(QUESTIONS)
**A)** Using the text below about clues to "1989 (Taylor's Version)," explain why fans took the lunch tray in the "The Joker and The Queen" video as a hint. Answer in one to three sentences.
**B)** Decide whether each statement agrees with the text below about clues to "1989 (Taylor's Version)." Give yes or no for each, and quote the words of the text that decide it.
(i) In the "All Too Well" short film, a car displays "1989" on its license plate.
(ii) Swift first announced "Wildest Dreams (Taylor's Version)" on Instagram.
(iii) "The Joker and The Queen" came out in February 2022.

(READING PASSAGE)
......

Following Swift’s rerelease of “Speak Now (Taylor’s Version),” she quickly started dropping more clues about what she would be up to next — all signs pointing to “1989 (Taylor’s Version).”

  • With promotion of “Speak Now (Taylor’s Version),” Swift dropped a music video for “I Can See You” that featured a sign that read “1’9” 8.9tv” — meaning “1989 (Taylor’s Version).”
  • Also in the video, a vault opens and reveals a blue light.

‘1989’ clues during Taylor Swift’s ‘Red (Taylor’s Version)’ era

Long before The Eras Tour even started, fans started speculating about when Swift would release her version of “1989.”

One of the first clues after Swift rereleased “Red (Taylor’s Version)” in November 2021 takes place during the release of her “All Too Well” short film. In the film, the characters drive a car with “1989” on the license plate, per Forbes.

Here are other easter eggs Swift dropped about “1989 (Taylor’s Version)” during her “Red (Taylor’s Version)” era:

  • Seagulls are featured on the cake in the “I Bet You Think About Me” music video. Seagulls are an iconic part of the “1989” era.
  • During her interview with Jimmy Fallon the night she dropped “Red (Taylor’s Version),” Swift used the term “rabbit hole” and said “we’re all a little mad here.” Fans assume the reference has to do with her song “Wonderland” from “1989.”
  • In an interview on “The Late Show with Stephen Colbert,” Swift dropped several hints through a mood board she shared with the host. Some of the clues included a vintage photo of Colbert from 1989, a seagull and “The Dark Tower” series by Stephen King that was released in 1989, according to Bustle.
  • She ended the interview telling Colbert to “shake it off” after she explained that her song “Hey Stephen” was indeed not about him.

Taylor Swift clues about ‘1989 (Taylor’s Version)’ in ‘The Joker and The Queen’

Fellow music star Ed Sheeran teamed up with Swift to produce the song “The Joker and The Queen” in February 2022, and accompanied the release with an emotional music video. Not one to miss an opportunity, the video also included hints about Swift’s next steps that super fans caught onto, according to Elite Daily.

  • The video shows a house with five windows — “1989” was Swift’s fifth album.
  • One scene shows the female character in a classroom taking notes, which “could be a slight nod toward Swift’s ‘New Romantics.’”
  • Another scene shows characters in an open music room that’s eerily similar to the one in Swift’s “Shake It Off” music video.
  • One overhead shot displays a lunch tray with a New York cheesecake and a box of apple juice — possibly signifying “The Big Apple” and the city of New York, which could be a reference to the first track on “1989,” which is “Welcome to New York.”

Rereleasing her versions of ‘This Love,’ ‘Wildest Dreams’

Swift made a dramatic introduction to TikTok by rereleasing “Wildest Dreams (Taylor’s Version)” in 2021, after the song went viral as a trend. She first announced the song from the app, introducing Swifties to another place to check for clues.

Earlier this summer, Swift also announced “This Love (Taylor’s Version)” with a snippet included in the trailer for “The Summer I Turned Pretty” on Prime Video, per US Magazine.

......

(PROVIDED RECORDS)
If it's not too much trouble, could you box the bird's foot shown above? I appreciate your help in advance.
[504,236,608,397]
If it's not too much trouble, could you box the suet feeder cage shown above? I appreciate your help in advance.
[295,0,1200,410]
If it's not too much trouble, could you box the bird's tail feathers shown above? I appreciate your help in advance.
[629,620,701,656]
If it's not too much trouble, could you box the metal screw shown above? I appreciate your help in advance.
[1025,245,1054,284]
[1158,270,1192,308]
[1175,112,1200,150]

......

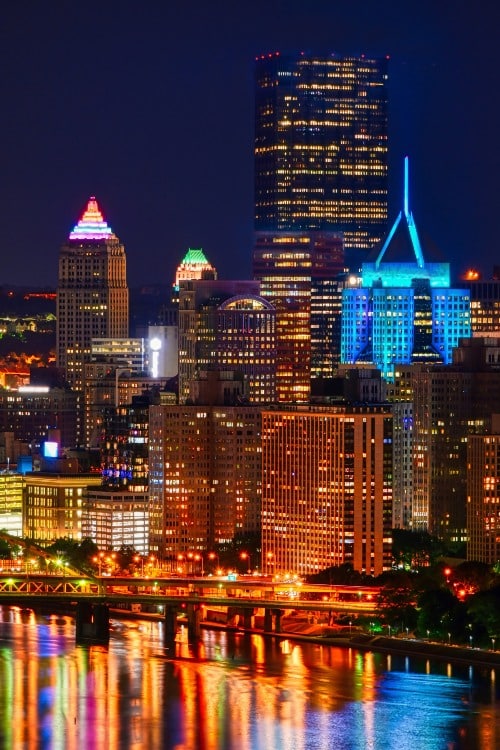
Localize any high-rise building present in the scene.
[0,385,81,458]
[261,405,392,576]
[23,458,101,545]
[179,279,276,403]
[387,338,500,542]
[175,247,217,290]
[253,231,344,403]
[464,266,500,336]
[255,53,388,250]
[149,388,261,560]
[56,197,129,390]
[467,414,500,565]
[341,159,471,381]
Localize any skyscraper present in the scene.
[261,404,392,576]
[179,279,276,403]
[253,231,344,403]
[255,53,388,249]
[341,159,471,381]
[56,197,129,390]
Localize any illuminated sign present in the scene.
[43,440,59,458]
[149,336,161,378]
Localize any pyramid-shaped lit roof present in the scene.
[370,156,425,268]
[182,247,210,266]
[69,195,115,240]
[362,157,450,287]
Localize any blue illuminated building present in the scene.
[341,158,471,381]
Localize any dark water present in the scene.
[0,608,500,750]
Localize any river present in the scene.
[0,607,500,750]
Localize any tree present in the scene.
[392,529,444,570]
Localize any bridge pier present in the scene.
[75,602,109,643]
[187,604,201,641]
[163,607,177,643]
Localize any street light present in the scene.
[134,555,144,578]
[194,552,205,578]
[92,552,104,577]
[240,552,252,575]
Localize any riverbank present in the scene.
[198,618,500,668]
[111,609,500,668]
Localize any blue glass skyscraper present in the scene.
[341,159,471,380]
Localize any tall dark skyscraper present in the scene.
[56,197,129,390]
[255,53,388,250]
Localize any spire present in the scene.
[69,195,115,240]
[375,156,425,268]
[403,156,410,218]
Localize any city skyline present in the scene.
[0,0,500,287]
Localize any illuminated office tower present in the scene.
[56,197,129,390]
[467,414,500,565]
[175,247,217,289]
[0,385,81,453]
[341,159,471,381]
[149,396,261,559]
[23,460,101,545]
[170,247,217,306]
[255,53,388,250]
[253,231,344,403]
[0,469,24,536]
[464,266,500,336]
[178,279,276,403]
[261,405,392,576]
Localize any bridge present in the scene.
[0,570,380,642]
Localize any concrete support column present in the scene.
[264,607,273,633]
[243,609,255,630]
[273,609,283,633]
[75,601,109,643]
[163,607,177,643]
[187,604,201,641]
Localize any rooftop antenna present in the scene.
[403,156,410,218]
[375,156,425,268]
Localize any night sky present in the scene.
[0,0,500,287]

......

(SOLUTIONS FOR EACH TASK)
**A)** The tray holds a New York cheesecake and a box of apple juice, which may signify "The Big Apple" and New York City. That could point to "Welcome to New York," the first track on "1989."

**B)**
(i) Yes: "In the film, the characters drive a car with “1989” on the license plate"
(ii) No: "Swift made a dramatic introduction to TikTok by rereleasing “Wildest Dreams (Taylor’s Version)” in 2021" and "She first announced the song from the app"
(iii) Yes: "to produce the song “The Joker and The Queen” in February 2022"